▸ Work required
The whole listing that follows is to be restated word for word, images excluded.
::: Given entries :::
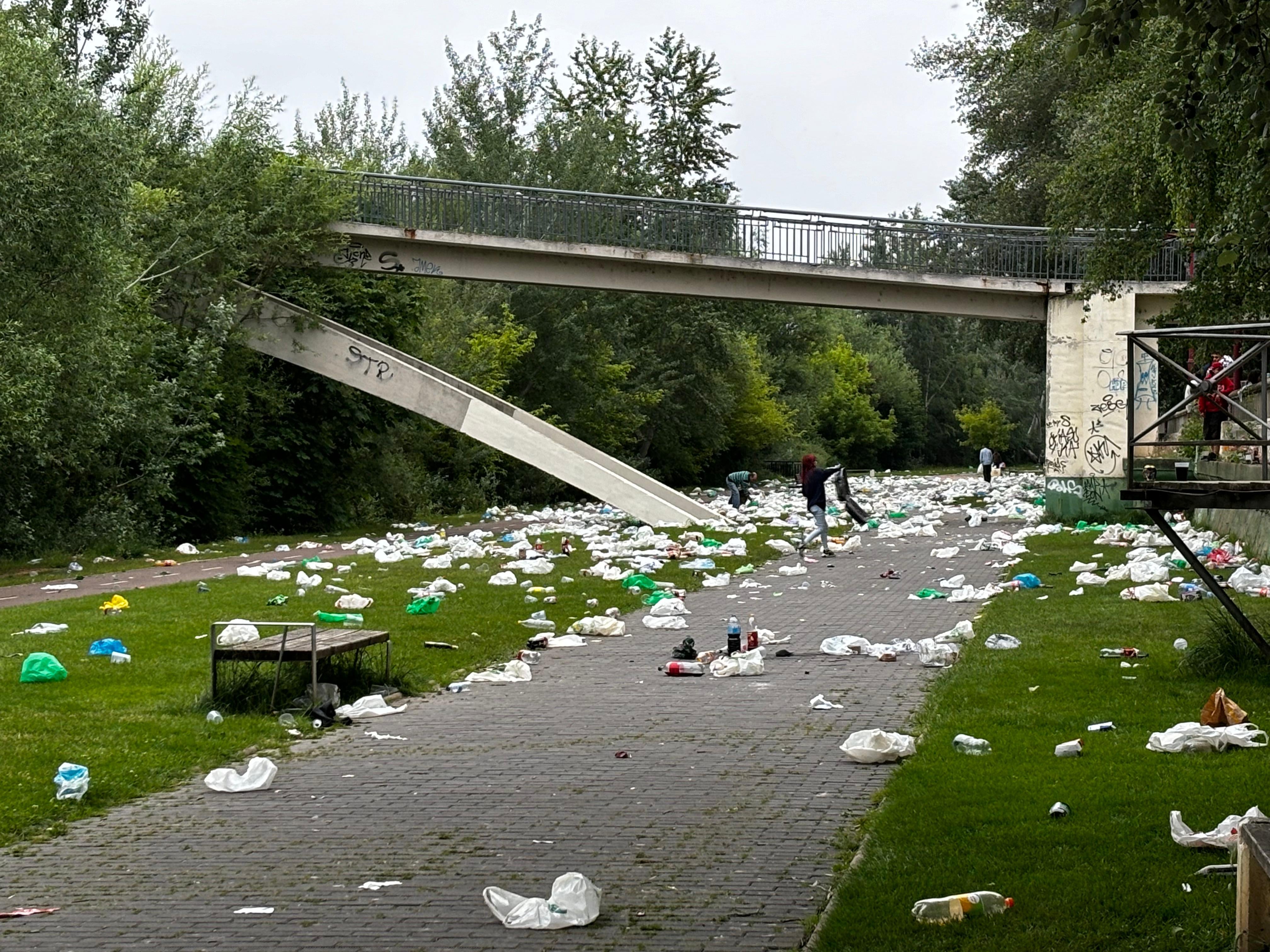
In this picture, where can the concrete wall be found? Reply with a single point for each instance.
(1089, 388)
(361, 362)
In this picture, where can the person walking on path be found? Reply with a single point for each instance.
(738, 487)
(813, 480)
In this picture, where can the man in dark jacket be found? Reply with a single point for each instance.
(813, 489)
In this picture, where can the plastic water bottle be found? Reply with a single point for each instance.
(961, 907)
(966, 744)
(685, 669)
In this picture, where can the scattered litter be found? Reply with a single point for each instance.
(1001, 643)
(575, 902)
(260, 775)
(369, 706)
(72, 781)
(1220, 711)
(966, 744)
(957, 908)
(1225, 835)
(41, 667)
(1194, 737)
(876, 747)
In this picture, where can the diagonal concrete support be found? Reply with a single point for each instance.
(342, 354)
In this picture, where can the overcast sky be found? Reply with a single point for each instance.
(832, 117)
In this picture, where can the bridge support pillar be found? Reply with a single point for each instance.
(1089, 388)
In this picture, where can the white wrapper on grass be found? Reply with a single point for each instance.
(599, 625)
(575, 902)
(877, 747)
(260, 775)
(1193, 735)
(1222, 837)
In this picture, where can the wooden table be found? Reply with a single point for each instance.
(1253, 888)
(298, 642)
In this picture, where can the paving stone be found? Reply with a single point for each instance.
(716, 835)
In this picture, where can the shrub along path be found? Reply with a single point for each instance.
(718, 832)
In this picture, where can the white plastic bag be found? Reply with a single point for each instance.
(238, 632)
(575, 902)
(668, 606)
(369, 706)
(599, 625)
(1193, 735)
(1223, 836)
(510, 673)
(260, 775)
(876, 747)
(742, 664)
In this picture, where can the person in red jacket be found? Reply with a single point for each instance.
(1213, 408)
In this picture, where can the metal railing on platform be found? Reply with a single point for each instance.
(737, 231)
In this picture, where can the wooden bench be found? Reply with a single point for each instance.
(1253, 888)
(298, 642)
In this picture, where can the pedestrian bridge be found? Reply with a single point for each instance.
(515, 234)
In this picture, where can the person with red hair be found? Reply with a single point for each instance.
(813, 480)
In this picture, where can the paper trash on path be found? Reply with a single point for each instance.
(369, 706)
(876, 747)
(575, 902)
(260, 775)
(1223, 836)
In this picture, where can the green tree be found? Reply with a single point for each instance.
(986, 426)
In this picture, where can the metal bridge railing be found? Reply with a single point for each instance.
(736, 231)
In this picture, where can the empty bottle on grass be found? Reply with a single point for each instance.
(962, 907)
(966, 744)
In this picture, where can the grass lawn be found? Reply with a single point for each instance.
(141, 728)
(1107, 878)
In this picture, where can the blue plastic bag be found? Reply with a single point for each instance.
(72, 781)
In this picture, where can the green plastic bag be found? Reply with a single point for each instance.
(427, 605)
(41, 667)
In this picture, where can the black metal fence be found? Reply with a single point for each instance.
(736, 231)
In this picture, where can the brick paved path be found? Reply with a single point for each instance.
(716, 835)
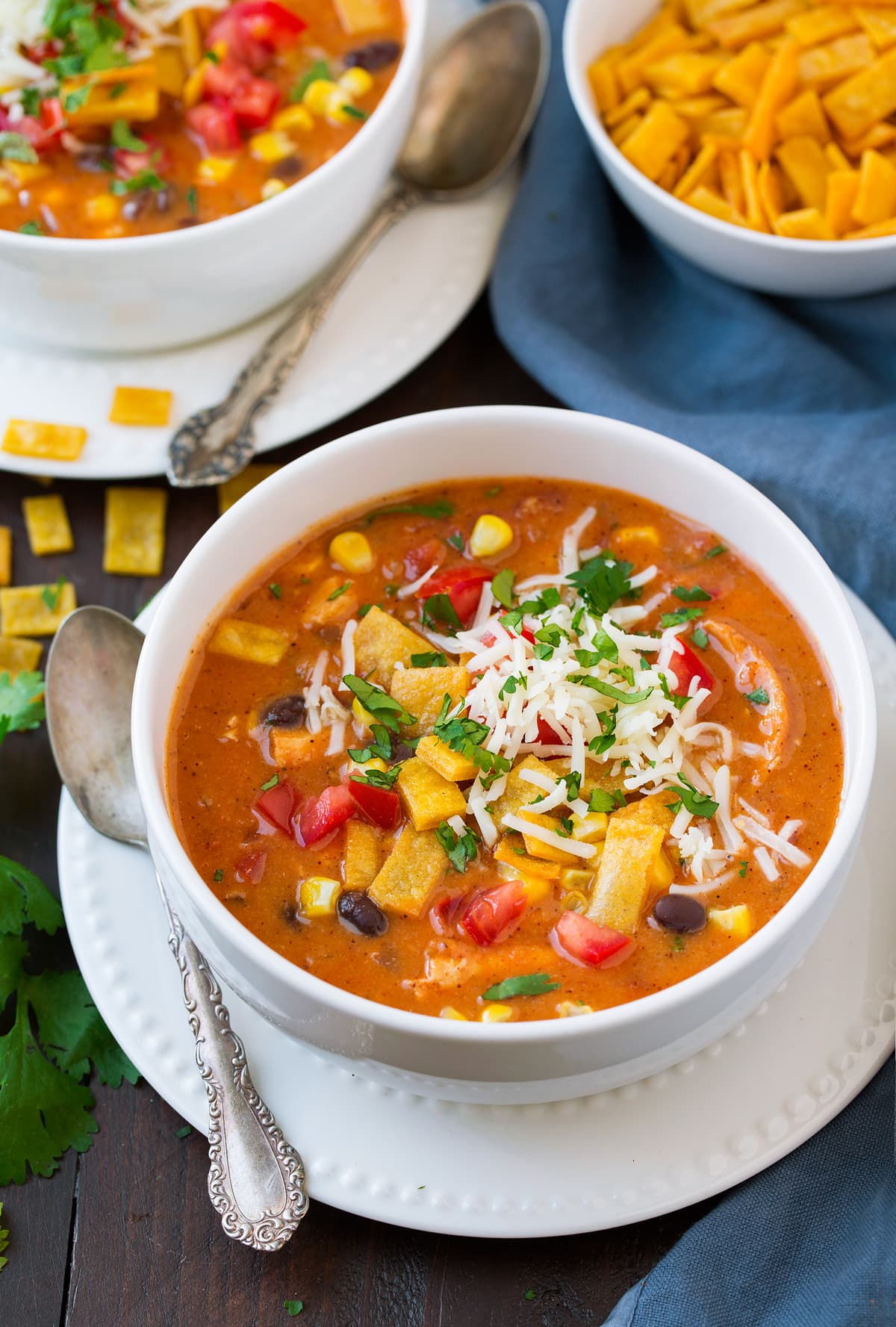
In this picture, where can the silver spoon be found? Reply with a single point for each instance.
(477, 104)
(255, 1178)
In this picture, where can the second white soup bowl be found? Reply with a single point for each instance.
(766, 263)
(150, 292)
(532, 1060)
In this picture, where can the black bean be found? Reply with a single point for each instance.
(376, 55)
(290, 167)
(360, 913)
(680, 912)
(286, 713)
(136, 205)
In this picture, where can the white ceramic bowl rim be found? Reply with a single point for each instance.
(575, 65)
(343, 453)
(191, 235)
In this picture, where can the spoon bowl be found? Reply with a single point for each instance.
(90, 684)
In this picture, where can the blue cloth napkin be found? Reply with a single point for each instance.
(800, 397)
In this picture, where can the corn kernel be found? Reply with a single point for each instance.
(573, 901)
(340, 108)
(356, 81)
(497, 1014)
(591, 827)
(317, 896)
(352, 553)
(660, 872)
(575, 877)
(735, 922)
(537, 886)
(293, 119)
(361, 714)
(317, 95)
(450, 1011)
(215, 170)
(638, 535)
(271, 148)
(361, 767)
(102, 208)
(491, 535)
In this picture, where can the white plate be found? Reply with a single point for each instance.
(553, 1169)
(402, 303)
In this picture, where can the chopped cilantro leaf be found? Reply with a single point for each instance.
(532, 983)
(438, 608)
(377, 778)
(502, 587)
(16, 148)
(122, 137)
(460, 850)
(380, 746)
(51, 594)
(614, 693)
(435, 659)
(604, 801)
(22, 702)
(681, 615)
(692, 799)
(691, 596)
(438, 510)
(377, 703)
(602, 582)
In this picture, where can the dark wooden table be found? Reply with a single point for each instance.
(124, 1236)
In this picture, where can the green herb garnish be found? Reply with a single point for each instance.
(440, 510)
(692, 799)
(532, 983)
(460, 850)
(376, 702)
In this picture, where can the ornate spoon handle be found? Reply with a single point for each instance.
(218, 442)
(255, 1178)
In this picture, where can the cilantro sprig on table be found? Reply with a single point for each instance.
(54, 1031)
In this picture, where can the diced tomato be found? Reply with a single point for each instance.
(444, 912)
(549, 736)
(587, 944)
(432, 553)
(250, 869)
(324, 814)
(52, 117)
(462, 585)
(223, 80)
(379, 806)
(494, 913)
(255, 29)
(689, 665)
(215, 124)
(278, 806)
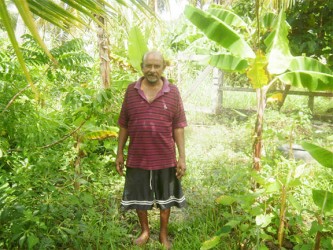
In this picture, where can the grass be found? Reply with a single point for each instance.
(219, 163)
(218, 155)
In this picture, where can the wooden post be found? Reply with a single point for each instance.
(219, 103)
(311, 102)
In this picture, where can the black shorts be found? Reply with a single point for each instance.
(146, 188)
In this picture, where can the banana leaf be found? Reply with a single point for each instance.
(278, 53)
(137, 47)
(219, 31)
(308, 73)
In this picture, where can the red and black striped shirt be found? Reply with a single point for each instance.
(150, 126)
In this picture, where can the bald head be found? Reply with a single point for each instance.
(154, 53)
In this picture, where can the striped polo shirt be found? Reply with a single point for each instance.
(150, 126)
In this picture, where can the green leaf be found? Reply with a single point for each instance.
(23, 8)
(225, 200)
(273, 187)
(137, 47)
(208, 244)
(294, 203)
(7, 23)
(228, 62)
(323, 199)
(257, 71)
(277, 43)
(263, 220)
(219, 31)
(32, 241)
(323, 156)
(308, 73)
(228, 17)
(100, 135)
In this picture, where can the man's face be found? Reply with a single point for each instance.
(153, 67)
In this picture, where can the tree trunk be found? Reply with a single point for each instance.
(19, 29)
(257, 144)
(103, 44)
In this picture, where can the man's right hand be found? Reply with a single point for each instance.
(120, 164)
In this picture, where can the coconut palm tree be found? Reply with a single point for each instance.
(66, 14)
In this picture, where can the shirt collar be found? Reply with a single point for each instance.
(165, 88)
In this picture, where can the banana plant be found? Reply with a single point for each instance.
:::
▸ Solution to this exercise
In this picture, where can the concrete wall be found? Reply with a single point for each instance.
(1089, 388)
(361, 362)
In this picture, where can the person walking on path be found? Reply with a single point for each instance.
(738, 487)
(813, 480)
In this picture, where can the man in dark jacket be found? Reply with a single point for each instance.
(813, 489)
In this picture, where can the plastic water bottle be found? Reply with a single point for each instance.
(961, 907)
(966, 744)
(685, 669)
In this picture, where can the scattered litter be found? Reply with a single point for each instance.
(1001, 643)
(575, 902)
(260, 775)
(369, 706)
(72, 781)
(1220, 711)
(966, 744)
(957, 908)
(1225, 835)
(41, 667)
(1194, 737)
(876, 747)
In this picture, where can the diagonal concrete support be found? Reply with a single point for each instance.
(342, 354)
In this picture, where can the overcast sky be found? Reply with a single point for each instance.
(832, 117)
In this picture, where can the bridge support pillar be found? Reply with a single point for each instance.
(1089, 388)
In this picture, where can the white wrapper on grass be found? Reply with a single point for each instance.
(599, 625)
(575, 902)
(877, 747)
(260, 775)
(1193, 735)
(1222, 837)
In this picture, where can the wooden table be found? Reply with a single point for each instance.
(1253, 888)
(298, 642)
In this picture, where can the paving stone be found? Reply with a single point for each instance.
(716, 835)
In this picture, where can the shrub along path be found? Reply with a single point for each instance.
(718, 832)
In this picture, where can the white plastic bag be found? Reply with a single point for each instance.
(238, 632)
(575, 902)
(668, 606)
(369, 706)
(599, 625)
(1193, 735)
(1223, 836)
(510, 673)
(260, 775)
(876, 747)
(742, 664)
In this picture, where can the person in red jacket be found? Reply with a single point for each instance.
(1213, 408)
In this picture, where can the metal railing on platform be found? Reply with a single point for each instance.
(737, 231)
In this picture, where can the wooden bench be found? Reply with a single point for each instance.
(1253, 888)
(298, 642)
In this picture, where can the pedestrian bridge be found? Reply with a single point for each instance.
(515, 234)
In this picture, where can the person with red hair be found? Reply with a single point for each instance.
(813, 480)
In this picture, where can the paper trash on path be found? Reply with a single point for each instance.
(369, 706)
(876, 747)
(575, 902)
(260, 775)
(1223, 836)
In this picture, where can the green tree be found? Reply with a single point for each instance.
(986, 426)
In this picture, where can the metal bridge railing be found? Reply with a single point for each instance.
(736, 231)
In this picture, where can the empty bottle on grass be found? Reply with a single point for each instance.
(962, 907)
(966, 744)
In this picture, where can the grass lawn be found? Reply with a single point for each instance.
(141, 728)
(1107, 878)
In this picture, where can the blue plastic bag be found? Reply with a single point for each instance.
(72, 781)
In this picture, where can the green plastic bag be found? Reply with a single point for each instance.
(427, 605)
(41, 667)
In this picture, where can the black metal fence be found? Reply with a single point for each instance.
(736, 231)
In this picture, where can the brick paved path be found? Reply with a single point for each instance.
(716, 835)
In this picture, where can the silver spoon be found? Reply with a single point for each instance.
(477, 104)
(255, 1178)
In this picture, where can the second white soup bowl be found? Reply with a single point for each instance.
(766, 263)
(150, 292)
(532, 1060)
In this picture, where can the black bean be found? Reply with a single point for each instance.
(376, 55)
(290, 167)
(360, 913)
(680, 912)
(286, 713)
(136, 205)
In this picture, where can the white ceramic bowl rim be found? Reply with a single point for each instance.
(575, 65)
(343, 453)
(191, 235)
In this picture, where can the spoon bowl be found? Reply with a single point for each instance.
(90, 684)
In this picture, where can the blue cloth napkin be found? Reply with a single point for each instance.
(800, 397)
In this picture, where can the corn kernel be found? Reply with a single point for each instance.
(573, 901)
(340, 108)
(356, 81)
(497, 1014)
(591, 827)
(317, 896)
(352, 553)
(660, 872)
(575, 877)
(735, 922)
(537, 886)
(293, 119)
(361, 714)
(317, 95)
(450, 1011)
(215, 170)
(638, 535)
(271, 148)
(361, 767)
(102, 208)
(491, 535)
In this picture, where can the white plate be found? Reply with a single point for each instance.
(553, 1169)
(402, 303)
In this picture, where can the chopped cilantro leaf be found? Reply with a single point for each instance.
(532, 983)
(438, 608)
(377, 778)
(502, 587)
(16, 148)
(122, 137)
(460, 850)
(380, 746)
(51, 594)
(614, 693)
(435, 659)
(604, 801)
(22, 702)
(681, 615)
(692, 799)
(691, 596)
(438, 510)
(377, 703)
(602, 582)
In this picture, where can the dark wooden table be found? Reply with a single point for each instance.
(124, 1236)
In this picture, where can the green herb garnish be found? Reply with a single point for each instance.
(440, 510)
(692, 799)
(532, 983)
(460, 850)
(376, 702)
In this picture, where can the ornate spoon handle be found? Reply with a single point for each instance.
(218, 442)
(255, 1178)
In this picture, where can the cilantro sprig on table be found? Reply with a single point for each instance.
(54, 1031)
In this picture, where can the diced tomato be found? Reply with a single point for each instance.
(444, 912)
(549, 736)
(587, 944)
(432, 553)
(250, 869)
(324, 814)
(52, 117)
(462, 585)
(223, 80)
(379, 806)
(494, 913)
(255, 29)
(689, 665)
(215, 124)
(278, 806)
In this picture, where can the grass be found? Reply with a single point for each instance.
(219, 163)
(218, 155)
In this picture, where can the wooden post be found? Reply with a single point for each instance.
(219, 103)
(311, 102)
In this picture, where can the black shorts be found? Reply with a single point for each instance.
(146, 188)
In this picture, where can the banana leaf be found? Reply with a single point for each instance.
(278, 53)
(137, 47)
(219, 31)
(308, 73)
In this picture, where can the red and black striped shirt be found? Reply with a single point for each instance.
(150, 126)
In this picture, where can the bald head be found? Reply with a single point for each instance.
(154, 53)
In this picture, where can the striped polo shirt be found? Reply with a single point for each instance.
(150, 126)
In this picture, where can the green leaf be found? Reply with a single point for each instance.
(23, 8)
(225, 200)
(273, 187)
(137, 47)
(208, 244)
(294, 203)
(7, 23)
(228, 62)
(323, 199)
(257, 71)
(277, 43)
(263, 220)
(219, 31)
(32, 241)
(323, 156)
(308, 73)
(228, 17)
(100, 135)
In this picture, where can the man's face be found? Reply with a single point for each instance.
(153, 67)
In this picture, where can the tree trunk be found? Reply with a single point for each instance.
(19, 29)
(257, 144)
(103, 44)
In this picture, where can the man's right hand be found? Reply with a single point for each instance.
(120, 164)
In this picture, where can the coconut palm tree be found? Reply with a single point for each instance.
(66, 14)
In this picture, where can the shirt collar be found? Reply with a single point for each instance.
(165, 88)
In this picture, where can the banana plant be found? Reply with a single point for each instance.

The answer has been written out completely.